==== Texte fourni ====
La première partie est finie et on attaque la deuxième difficulté après une centaine de mètres. Très vite on se retrouve en file indienne et derrière moi, un râleur indique que comme l'année dernière ça va bouchonner. Mais pour moi, la vitesse est idéale. La plupart du temps je m'accroche aux mollets qui sont devant moi et quand je suis un peu plus facile, j'en profite pour m'alimenter et boire. Cette montée est dure pour les cuisses (même si je n'ai pas encore vu les suivantes) mais vraiment agréables sur ce single en sous-bois. On s'approche enfin des gros rochers qui dominent les Gorges de la Jonte et voici la deuxième côte de franchie, il en reste plus que 4. Et c'est au moment de reprendre la course quand commence le replat que j'ai une alerte dans le du bas du dos. Sur le moment petite frayeur, je m'arrête de courir, marche un petit peu, me redresse bien. Je comprends d'où vient le problème, je suis resté courbé pendant la montée en appuyant les mains sur les genoux et il n'a pas aimé que je reparte brutalement au pas de course. Il faudra que je fasse attention après chaque partie montante. Contrairement à la première partie sur le Causse Noir, celle-ci est bien plus vallonnée et boisée. Voilà 30 km de parcouru, tout va bien à part une petite pointe derrière une cuisse et encore une chaussure trop serrée. Je suis vraiment trop nul de ne pas avoir pris le temps de mieux lacer mes chaussures. Les kilomètres défilent en alternant course et marche dans les petites montées et j'arrive enfin au 2ème ravito à Saint André de Vézines en 4h08 (classement : 1053). Je sens que les kilomètres commencent à peser sur les jambes donc je prends le temps de bien m'alimenter avec du salé (soupe et tartine de roquefort) et sucré (banane, barre de céréales et pâtes de fruits, …). Je fais également le plein de mes 2 gourdes que j'ai vidé en alternant eau et boisson énergétique avec 2-3 gorgées toutes les 15 mn. Par contre croyant mettre une boisson énergétique dans ma 2ème gourde, je me retrouve avec de la soupe énergétique. Surprenant lors de la première gorgées mais finalement elle est bien passée et cela m'a changé du gout sucré. J'en profite également pour quitter mes baskets et bien les secouer … trop désagréable les quelques gravillons ou brindilles sous les pieds. Une fois les baskets bien lacés (enfin) c'est reparti sous les encouragements de nombreux spectateurs comme dans tous les villages traversés.
====
§ **Consigne**
Reprenez le récit de course juste après sa dernière phrase. Les lignes n'ont aucun lien avec le récit de course.
==== Extraits de données ====
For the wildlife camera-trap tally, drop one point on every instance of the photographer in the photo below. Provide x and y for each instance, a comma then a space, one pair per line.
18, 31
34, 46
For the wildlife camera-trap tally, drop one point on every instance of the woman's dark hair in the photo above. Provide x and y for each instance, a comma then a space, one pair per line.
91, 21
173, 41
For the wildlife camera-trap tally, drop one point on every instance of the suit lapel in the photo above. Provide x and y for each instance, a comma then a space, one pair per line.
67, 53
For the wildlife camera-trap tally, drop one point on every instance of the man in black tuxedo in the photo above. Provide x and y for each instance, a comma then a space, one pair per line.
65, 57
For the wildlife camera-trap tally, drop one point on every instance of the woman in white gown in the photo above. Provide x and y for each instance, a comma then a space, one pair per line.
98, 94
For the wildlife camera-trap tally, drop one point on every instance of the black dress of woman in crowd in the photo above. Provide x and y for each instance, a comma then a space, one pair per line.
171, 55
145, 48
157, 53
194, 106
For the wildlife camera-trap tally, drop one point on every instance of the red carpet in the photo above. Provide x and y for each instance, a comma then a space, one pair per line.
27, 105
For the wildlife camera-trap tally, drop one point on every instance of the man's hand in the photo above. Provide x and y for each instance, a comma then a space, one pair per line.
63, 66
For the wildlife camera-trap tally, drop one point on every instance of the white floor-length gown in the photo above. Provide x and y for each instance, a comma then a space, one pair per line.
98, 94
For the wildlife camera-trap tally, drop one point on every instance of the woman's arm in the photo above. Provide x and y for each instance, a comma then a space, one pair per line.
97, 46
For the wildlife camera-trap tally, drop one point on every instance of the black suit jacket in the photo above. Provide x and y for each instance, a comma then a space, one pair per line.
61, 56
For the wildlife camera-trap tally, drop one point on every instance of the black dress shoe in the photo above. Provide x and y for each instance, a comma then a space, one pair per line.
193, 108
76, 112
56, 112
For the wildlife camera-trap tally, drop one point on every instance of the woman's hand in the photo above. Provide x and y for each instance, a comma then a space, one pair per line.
====
§ **Réponse**
 

Et très vite, j'arrive à mi-course en cheminant sur cette partie du Causse que j'imaginais moins vallonnée. J'ai ressenti la première petite morsure d'une crampounette … Il reste des bornes, il va falloir gérer. J'ai pris du sporténine ce matin et j'ai avec moi un tube homéopathique de Cuprum Métallicum 5ch. J'en prends 5 gélules pour la premières fois et j'en reprendrai toutes les fois où les crampes feront leurs retours. Un concurrent qui me double à ce moment-là, me lance « Un bon petit effet placébo, l’Arnica » et on papote sur les crampes et les remèdes … et il me sème définitivement en me disant « du Cuprum, c'est pas con ». On verra bien !!!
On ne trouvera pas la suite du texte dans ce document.